▸ DESCRIPTION OF THE TASK
Rewrite every one of the records below, substituting "separated by commas" for "comma-separated" and leaving everything else unchanged.
═════ DATASET CONTENT ═════
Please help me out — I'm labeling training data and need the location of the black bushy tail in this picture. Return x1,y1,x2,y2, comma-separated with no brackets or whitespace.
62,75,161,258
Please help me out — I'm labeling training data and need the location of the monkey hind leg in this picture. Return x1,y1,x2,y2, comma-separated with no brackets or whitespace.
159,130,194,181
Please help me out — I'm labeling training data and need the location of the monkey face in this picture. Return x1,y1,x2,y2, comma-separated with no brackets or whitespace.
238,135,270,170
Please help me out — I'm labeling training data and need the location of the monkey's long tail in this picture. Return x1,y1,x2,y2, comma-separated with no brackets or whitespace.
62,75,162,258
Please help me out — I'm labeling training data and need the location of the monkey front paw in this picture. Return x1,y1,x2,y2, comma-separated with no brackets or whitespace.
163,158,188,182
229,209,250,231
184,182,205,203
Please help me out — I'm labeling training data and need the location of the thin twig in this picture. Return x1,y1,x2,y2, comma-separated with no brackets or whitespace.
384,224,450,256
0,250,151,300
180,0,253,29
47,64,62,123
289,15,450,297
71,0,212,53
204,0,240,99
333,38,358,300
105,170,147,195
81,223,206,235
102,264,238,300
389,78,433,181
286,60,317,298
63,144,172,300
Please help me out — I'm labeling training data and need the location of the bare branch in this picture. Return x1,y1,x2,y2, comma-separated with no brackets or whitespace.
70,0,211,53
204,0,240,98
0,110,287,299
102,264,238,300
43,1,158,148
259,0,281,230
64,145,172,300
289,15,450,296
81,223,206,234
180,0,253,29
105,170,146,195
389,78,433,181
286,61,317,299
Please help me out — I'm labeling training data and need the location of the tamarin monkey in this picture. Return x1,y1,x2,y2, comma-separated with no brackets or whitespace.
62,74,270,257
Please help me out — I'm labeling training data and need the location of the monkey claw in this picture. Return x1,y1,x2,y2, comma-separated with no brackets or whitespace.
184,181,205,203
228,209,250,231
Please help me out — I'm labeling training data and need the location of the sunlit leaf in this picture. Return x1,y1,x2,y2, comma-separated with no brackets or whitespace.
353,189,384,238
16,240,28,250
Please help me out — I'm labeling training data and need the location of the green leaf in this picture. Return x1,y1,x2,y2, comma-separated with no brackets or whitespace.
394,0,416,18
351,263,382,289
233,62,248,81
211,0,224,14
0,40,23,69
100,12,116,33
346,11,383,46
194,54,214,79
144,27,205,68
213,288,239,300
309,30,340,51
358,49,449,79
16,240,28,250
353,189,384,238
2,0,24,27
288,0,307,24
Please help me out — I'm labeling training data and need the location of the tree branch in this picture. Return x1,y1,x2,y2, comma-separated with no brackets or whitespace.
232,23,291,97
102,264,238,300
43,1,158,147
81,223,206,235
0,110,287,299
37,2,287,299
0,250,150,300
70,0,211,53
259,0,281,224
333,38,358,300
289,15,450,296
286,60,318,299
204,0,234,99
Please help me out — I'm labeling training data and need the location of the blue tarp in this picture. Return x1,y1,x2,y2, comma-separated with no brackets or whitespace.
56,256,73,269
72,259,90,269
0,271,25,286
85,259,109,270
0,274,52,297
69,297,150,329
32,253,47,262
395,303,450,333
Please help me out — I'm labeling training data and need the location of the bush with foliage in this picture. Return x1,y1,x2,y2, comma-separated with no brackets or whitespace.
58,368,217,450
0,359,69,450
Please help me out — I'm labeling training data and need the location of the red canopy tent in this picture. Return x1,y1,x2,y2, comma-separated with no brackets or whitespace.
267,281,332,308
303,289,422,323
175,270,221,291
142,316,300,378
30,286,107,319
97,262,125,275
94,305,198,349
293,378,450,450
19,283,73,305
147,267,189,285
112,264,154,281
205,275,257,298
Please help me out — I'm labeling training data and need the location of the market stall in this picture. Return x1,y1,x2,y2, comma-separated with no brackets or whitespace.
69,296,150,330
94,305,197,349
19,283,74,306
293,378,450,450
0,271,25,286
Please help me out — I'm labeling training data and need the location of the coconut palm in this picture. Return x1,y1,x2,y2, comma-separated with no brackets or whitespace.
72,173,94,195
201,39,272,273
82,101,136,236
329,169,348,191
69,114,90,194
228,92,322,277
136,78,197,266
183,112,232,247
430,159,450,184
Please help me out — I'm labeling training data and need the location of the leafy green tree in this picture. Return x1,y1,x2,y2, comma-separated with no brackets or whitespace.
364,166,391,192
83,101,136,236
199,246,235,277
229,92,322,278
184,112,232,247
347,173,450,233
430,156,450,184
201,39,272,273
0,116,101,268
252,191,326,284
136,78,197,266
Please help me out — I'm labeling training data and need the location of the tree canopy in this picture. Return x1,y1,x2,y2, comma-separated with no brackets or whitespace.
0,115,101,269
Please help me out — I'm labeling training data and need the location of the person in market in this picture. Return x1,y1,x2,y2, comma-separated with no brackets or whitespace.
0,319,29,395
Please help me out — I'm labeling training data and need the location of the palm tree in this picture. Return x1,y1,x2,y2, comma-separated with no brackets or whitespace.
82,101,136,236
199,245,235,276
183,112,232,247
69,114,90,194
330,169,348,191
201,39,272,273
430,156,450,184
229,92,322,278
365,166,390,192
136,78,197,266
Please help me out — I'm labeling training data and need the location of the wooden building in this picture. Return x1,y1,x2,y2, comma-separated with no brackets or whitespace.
═════
▸ SOLUTION BELOW
Please help me out — I'm labeling training data and need the location of the black bushy tail in this picture. Return x1,y1,x2,y2, separated by commas with no brackets or whitespace.
62,75,161,258
Please help me out — I'm labeling training data and need the location of the monkey hind leg in this picture. Return x1,y1,x2,y2, separated by commas with no brackets or whitespace.
159,130,194,181
Please help me out — I'm labeling training data and need the location of the monkey face in this picture. Return x1,y1,x2,y2, separated by commas with no brackets or whitespace.
238,135,270,170
Please help me out — I'm labeling training data and need the location of the monkey's long tail in this picture. Return x1,y1,x2,y2, separated by commas with no brackets or whitespace.
62,75,162,258
Please help me out — I'm labeling training data and need the location of the monkey front paw in this picture. Return x1,y1,x2,y2, separated by commas with no brackets or whitespace.
163,158,188,182
229,209,250,231
184,182,205,203
Please help me out — I'm labeling training data and need the location of the thin twig in this picture. Return x1,y1,x2,y2, separated by commas with no brackets or whitespace.
384,224,450,256
0,250,151,300
180,0,253,29
47,64,62,123
289,15,450,297
71,0,212,53
204,0,240,99
333,38,358,300
105,170,147,195
81,223,206,235
102,264,238,300
389,78,433,181
286,60,317,298
63,144,172,300
Please help me out — I'm labeling training data and need the location of the bare branch in this picture. Return x1,y1,x2,y2, separated by commas with no brackets or whitespace.
70,0,211,53
204,0,240,98
0,110,287,299
102,264,238,300
43,1,158,148
259,0,281,230
64,145,172,300
289,15,450,296
81,223,206,234
180,0,253,29
105,170,146,195
389,78,433,181
286,61,317,299
Please help me out — I'm labeling training data and need the location of the tamarin monkey in this picture. Return x1,y1,x2,y2, separated by commas with no brackets or whitespace.
62,74,270,257
Please help me out — I'm labeling training data and need the location of the monkey claw in this picture. Return x1,y1,x2,y2, separated by commas with no brackets or whitespace.
184,181,205,203
228,209,250,231
Please help me out — I'm labeling training data and need the location of the sunlit leaf in this picture. Return x1,y1,x2,y2, separated by commas with no brackets or whitespace.
353,189,384,238
16,240,28,250
Please help me out — I'm labeling training data and need the location of the green leaf in this picture. Return x1,y1,x2,y2, separated by commas with no brackets or whitespace.
394,0,416,18
351,263,382,289
233,62,248,81
211,0,224,14
0,40,23,69
100,12,116,33
346,11,383,46
194,54,214,79
144,27,205,68
213,288,239,300
309,30,340,51
358,49,449,79
16,240,28,250
353,189,384,238
2,0,24,27
288,0,307,24
Please help me out — I'm labeling training data and need the location of the tree branch in this picture. Return x1,y1,x2,y2, separated by commas with no brackets or whitespace.
232,23,291,97
102,264,238,300
43,1,158,147
81,223,206,235
0,110,287,299
37,2,287,299
0,250,150,300
70,0,211,53
259,0,281,224
333,38,358,300
289,15,450,296
286,60,318,299
204,0,234,99
Please help me out — I'm labeling training data and need the location of the blue tarp in this picture. Return x1,y1,x2,y2, separated by commas with no brackets or whitespace.
56,256,73,269
72,259,90,269
0,271,25,286
85,259,109,270
0,274,52,297
69,297,150,329
32,253,47,262
395,303,450,333
Please help me out — I'm labeling training data and need the location of the bush with foliage in this picture. Return x1,y1,x2,y2, separated by commas with no brackets or whitespace.
58,368,217,450
0,359,69,450
Please help me out — I'm labeling training data and need the location of the red canopy tent in this picture. Return x1,y1,x2,y2, separated by commas with no brackets or whitespace.
267,281,332,308
303,289,422,323
175,270,221,291
142,316,300,378
30,286,107,319
97,262,125,275
94,305,198,349
293,378,450,450
19,283,73,305
147,267,189,285
112,264,154,281
205,275,257,298
Please help me out — I'm labeling training data and need the location of the market stall in this picture. Return x1,y1,x2,y2, separated by commas with no brackets or whitespace.
69,296,150,330
94,305,197,349
19,283,74,306
293,378,450,450
0,271,25,286
Please help me out — I'm labeling training data and need the location of the coconut palm in this picture. Return x1,y1,x2,y2, separated by commas with no brackets or whitespace.
72,173,94,195
201,39,272,273
82,101,136,236
329,169,348,191
69,114,90,194
228,92,322,277
136,78,197,266
183,112,232,247
430,159,450,184
Please help me out — I'm labeling training data and need the location of the leafy green tree in this picture. Return x1,y1,x2,y2, separated by commas with no brackets or whitespace.
364,166,391,192
83,101,136,236
199,246,235,277
229,92,322,278
184,112,232,247
347,173,450,233
430,156,450,184
201,39,272,273
0,116,101,268
252,191,326,284
136,78,197,266
Please help me out — I'm labeling training data and need the location of the tree canopy in this picture. Return x1,y1,x2,y2, separated by commas with no brackets or whitespace.
0,115,101,269
Please help me out — I'm labeling training data and need the location of the person in market in this picture. Return x1,y1,x2,y2, separated by commas with no brackets or whitespace.
0,319,29,395
Please help me out — I'm labeling training data and need the location of the palm tree in this picture. Return x1,y1,x2,y2, separated by commas with no brackets or whitespace.
82,101,136,236
199,245,235,276
183,112,232,247
69,114,90,194
330,169,348,191
201,39,272,273
430,156,450,184
229,92,322,278
365,166,390,192
136,78,197,266
Please help me out — I'm labeling training data and need the location of the wooden building in this picture. Return x1,y1,x2,y2, separated by commas with no brackets or whitespace.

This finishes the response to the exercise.